## WHAT IS ASKED
Return, word for word, the part of the Manteca travel text that opens with the words containing "From Southern California/Fresno: From" and closes with "website ACE Train.".

## EXTRACTED TEXT
* * *
From the Bay Area: Head east on 580, connect to 205 which will merge with I-5, then take the 120 exit.
From Sacramento: Head south on either I-5 or Hwy 99 until you get to Manteca. Hwy 99 will pass through cities while I-5 is scenic farm land and usually takes less time.
From Southern California/Fresno: From Southern California take either I-5 or Hwy 99 north. I-5 usually takes less time and is more scenic farmland while Hwy 99 will pass through cities. From Fresno take Hwy 99 north.
Modesto Airport: Provides roundtrip service via SkyWest (United Airlines) from San Francisco to Modesto.Modesto Airport
Stockton Airport: Provides service from Las Vegas to Stockton via Allegiant Air. Stockton Airport
The ACE Train (Altamont Commuter Express) is a train that services the Stockton/Manteca region. The train includes turminals in these locations: Stockton, Manteca, Tracy, Livermore, Pleasanton, Fremont, Great America, Santa Clara, and San Jose. The train runs Monday-Friday during work hours. For more information visit their website ACE Train.
Murals: Murals are designed to give visitors, newcomers and longtime residents alike an insight into the community's culture, history, and economy. The Manteca Mural Society has finished 11 of 30 planned murals. The best place to start an easy walking tour of the murals completed so far is to start in the 200 block of East Yosemite Avenue of the downtown district. Pick up a walking tour guide at the CVB office or download at www.visitmanteca.org
Sierra's Crown: The first mural on your tour is part of the newly created Veterans Plaza in front of the Legion Hall in the 200 block of West Yosemite Avenue. Ripon artist Dave Peterson's original transparent watercolor of Half Dome is blended with images of Yosemite Valley and Merced River. The front of the Legion Hall in the 200 block of East Yosemite is a compilation of details such as rainbow arching above the granite cap, as well as trout in the Merced River. The mural is particularly dramatic just after sunset where ground lighting creates the feel of nightfall coming to Yosemite Valley.
* * *
## DATA SUPPLIED
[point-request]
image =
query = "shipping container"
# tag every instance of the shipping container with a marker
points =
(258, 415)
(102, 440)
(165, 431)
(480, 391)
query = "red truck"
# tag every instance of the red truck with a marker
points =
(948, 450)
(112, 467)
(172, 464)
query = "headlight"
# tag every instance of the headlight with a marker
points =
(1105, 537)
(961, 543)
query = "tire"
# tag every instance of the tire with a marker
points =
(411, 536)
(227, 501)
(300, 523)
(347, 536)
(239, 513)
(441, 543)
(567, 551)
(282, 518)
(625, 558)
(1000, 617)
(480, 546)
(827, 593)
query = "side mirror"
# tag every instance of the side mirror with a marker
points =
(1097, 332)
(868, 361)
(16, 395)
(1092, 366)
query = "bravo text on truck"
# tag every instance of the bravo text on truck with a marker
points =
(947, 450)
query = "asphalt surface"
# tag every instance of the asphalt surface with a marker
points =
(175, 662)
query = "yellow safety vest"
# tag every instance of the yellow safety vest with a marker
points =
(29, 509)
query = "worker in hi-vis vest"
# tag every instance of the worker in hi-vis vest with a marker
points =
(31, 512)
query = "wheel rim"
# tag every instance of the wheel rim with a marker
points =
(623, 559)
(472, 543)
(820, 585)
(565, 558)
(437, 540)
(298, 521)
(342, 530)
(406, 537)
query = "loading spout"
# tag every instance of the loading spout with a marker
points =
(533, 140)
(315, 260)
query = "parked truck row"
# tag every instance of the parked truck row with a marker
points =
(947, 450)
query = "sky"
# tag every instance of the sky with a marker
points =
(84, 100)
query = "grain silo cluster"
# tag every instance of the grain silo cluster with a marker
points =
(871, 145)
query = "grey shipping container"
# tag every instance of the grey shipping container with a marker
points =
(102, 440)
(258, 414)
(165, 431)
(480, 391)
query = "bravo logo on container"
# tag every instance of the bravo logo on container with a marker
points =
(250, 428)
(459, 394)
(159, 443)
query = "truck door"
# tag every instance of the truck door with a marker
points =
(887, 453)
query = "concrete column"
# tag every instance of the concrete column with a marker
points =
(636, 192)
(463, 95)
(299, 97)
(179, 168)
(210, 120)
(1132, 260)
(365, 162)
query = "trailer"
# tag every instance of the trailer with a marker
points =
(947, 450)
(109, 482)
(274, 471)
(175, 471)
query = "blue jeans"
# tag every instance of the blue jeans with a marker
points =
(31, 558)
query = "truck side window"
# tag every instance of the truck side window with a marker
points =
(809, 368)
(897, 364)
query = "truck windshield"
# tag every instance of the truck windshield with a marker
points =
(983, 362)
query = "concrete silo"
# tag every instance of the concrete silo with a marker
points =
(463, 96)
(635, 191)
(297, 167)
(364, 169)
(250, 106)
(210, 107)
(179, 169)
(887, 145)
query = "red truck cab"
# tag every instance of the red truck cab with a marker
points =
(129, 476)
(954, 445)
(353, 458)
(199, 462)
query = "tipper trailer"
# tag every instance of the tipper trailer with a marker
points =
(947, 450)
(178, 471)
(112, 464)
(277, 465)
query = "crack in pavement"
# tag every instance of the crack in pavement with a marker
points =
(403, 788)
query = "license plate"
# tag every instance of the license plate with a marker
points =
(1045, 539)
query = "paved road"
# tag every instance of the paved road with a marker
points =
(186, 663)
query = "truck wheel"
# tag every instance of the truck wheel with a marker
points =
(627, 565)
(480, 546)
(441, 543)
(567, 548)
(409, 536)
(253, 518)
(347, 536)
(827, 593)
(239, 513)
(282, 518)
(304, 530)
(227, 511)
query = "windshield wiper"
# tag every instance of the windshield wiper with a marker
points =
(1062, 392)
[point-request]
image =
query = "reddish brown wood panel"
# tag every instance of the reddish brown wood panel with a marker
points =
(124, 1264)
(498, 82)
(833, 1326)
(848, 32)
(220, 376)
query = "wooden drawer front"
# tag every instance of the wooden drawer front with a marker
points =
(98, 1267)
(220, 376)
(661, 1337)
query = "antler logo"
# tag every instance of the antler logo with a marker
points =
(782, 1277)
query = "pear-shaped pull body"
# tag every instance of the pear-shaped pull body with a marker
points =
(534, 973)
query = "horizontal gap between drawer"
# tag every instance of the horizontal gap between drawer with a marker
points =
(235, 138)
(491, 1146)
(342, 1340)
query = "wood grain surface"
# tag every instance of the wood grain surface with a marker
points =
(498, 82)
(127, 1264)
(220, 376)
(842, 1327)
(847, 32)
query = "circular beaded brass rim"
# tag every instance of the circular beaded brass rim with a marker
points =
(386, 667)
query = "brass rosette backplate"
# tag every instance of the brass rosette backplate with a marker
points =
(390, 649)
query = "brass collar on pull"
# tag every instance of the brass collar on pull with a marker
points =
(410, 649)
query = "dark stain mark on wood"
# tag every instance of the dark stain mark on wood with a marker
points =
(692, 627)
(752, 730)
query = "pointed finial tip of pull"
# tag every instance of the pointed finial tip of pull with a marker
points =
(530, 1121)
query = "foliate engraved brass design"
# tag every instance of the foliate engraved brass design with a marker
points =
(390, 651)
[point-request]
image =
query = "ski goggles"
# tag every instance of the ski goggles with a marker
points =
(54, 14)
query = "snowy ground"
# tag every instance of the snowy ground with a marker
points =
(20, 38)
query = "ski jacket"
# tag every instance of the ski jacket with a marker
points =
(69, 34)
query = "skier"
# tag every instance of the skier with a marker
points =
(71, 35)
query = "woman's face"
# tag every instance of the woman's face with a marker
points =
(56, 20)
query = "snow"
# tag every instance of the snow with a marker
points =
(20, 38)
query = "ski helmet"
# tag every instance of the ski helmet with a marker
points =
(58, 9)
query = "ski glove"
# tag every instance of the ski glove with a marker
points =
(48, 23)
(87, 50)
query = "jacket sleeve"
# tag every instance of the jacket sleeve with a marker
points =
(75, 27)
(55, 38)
* * *
## TASK OUTPUT
From Southern California/Fresno: From Southern California take either I-5 or Hwy 99 north. I-5 usually takes less time and is more scenic farmland while Hwy 99 will pass through cities. From Fresno take Hwy 99 north.
Modesto Airport: Provides roundtrip service via SkyWest (United Airlines) from San Francisco to Modesto.Modesto Airport
Stockton Airport: Provides service from Las Vegas to Stockton via Allegiant Air. Stockton Airport
The ACE Train (Altamont Commuter Express) is a train that services the Stockton/Manteca region. The train includes turminals in these locations: Stockton, Manteca, Tracy, Livermore, Pleasanton, Fremont, Great America, Santa Clara, and San Jose. The train runs Monday-Friday during work hours. For more information visit their website ACE Train.